§ **Document text**:
• • •

Anson is one of three hospitals belonging to the MICs (Matheson, Iroquois Falls, Cochrane) partnership. The three hospitals share administrative services including one CEO: Peterkin. Gagnon strongly recommended placing both Anson and MICS under Ministry supervision. That didn’t happen – Health Minister Deb Matthews gave supervisory responsibility only for Anson to Hal Fjeldsted, former CEO of the Kirkland and District Hospital.
The arrival of a Ministry-appointed supervisor often means the departure of a CEO, but the multiple role Peterkin plays complicates matters. Fjeldsted cannot supersede the boards of either the Cochrane or Matheson hospitals — the other two-thirds of MICs.
Gagnon suggests the board may have been too passive in taking advice from Peterkin, making the specific recommendation that “the Board needs to apply its own experience and judgment in governing the organization.”
Yet the problems of Anson go much further than the board’s strange ideas of getting out of the state of siege they were under by taking detractors to court.

• • •

§ **Data supplied**:
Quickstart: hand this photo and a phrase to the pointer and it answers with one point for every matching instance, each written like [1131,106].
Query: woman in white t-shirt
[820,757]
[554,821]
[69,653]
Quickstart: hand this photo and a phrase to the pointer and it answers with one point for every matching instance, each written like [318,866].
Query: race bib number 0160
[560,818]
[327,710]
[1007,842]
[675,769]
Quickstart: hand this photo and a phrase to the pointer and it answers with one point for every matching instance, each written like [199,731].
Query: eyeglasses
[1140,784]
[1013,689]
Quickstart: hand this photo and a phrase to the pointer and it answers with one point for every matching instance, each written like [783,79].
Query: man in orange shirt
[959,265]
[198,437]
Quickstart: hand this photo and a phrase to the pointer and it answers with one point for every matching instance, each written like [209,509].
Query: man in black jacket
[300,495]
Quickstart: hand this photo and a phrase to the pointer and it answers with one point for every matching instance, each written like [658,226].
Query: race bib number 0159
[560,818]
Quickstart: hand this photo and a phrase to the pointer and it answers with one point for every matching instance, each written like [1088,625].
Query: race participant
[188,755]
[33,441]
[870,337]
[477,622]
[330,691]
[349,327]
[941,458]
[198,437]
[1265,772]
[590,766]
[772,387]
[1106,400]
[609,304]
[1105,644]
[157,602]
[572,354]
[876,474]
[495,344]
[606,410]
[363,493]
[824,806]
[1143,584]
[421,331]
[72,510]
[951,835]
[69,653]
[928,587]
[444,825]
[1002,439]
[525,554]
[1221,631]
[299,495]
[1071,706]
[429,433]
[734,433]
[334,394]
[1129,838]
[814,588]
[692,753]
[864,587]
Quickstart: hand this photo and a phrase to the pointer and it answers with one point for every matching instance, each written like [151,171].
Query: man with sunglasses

• • •

§ **Assignment**:
Pick up the passage on the Anson hospital's troubles after its final sentence and carry it on.

§ **Answer to this exercise**:
Gagnon concludes the increases in executive compensation at Anson and MICs did not comply with “at least the spirit, if not the provisions of the Public Sector Compensation Restraint to Protect Public Services Act.” In one of the odder sections of the report, the investigator notes the hospital did seek legal opinion on the issue but could not show it to him without the legal counsel’s written consent. The CEO later relented.
Further, the report suggests that the board made it easier for the CEO to receive bonus compensation by setting performance targets that were actually lower than current results. Performance bonuses also failed to take into consideration employee satisfaction surveys, which had dropped dramatically under Peterkin.
Gagnon writes that “there is sufficient evidence to suggest that an environment of retaliation, bullying, intimidation and potentially harassment exists.” He notes the board chair expressed skepticism, suggesting that if this were true it would show up in sick time and staff satisfaction surveys. Gagnon responds that “the information available indicates that there are indeed problems in these areas.”
When asked if they were overall satisfied with the organization, fewer than 25 per cent of Anson’s employees expressed a positive response – a 48 per cent decrease since 2010. Just over half – 55.4% of employees felt their work environment was safe.
“These results are significant indicators of a potential problem,” writes Gagnon.
The investigator says he had difficulty meeting with residents of Iroquois Falls. “I first thought that this was an overreaction by a few individuals but a trend developed that I find unsettling,” Gagnon writes. “Anyone who was employed at the hospital or provided services to the hospital was terrified of loss of employment or loss of business.”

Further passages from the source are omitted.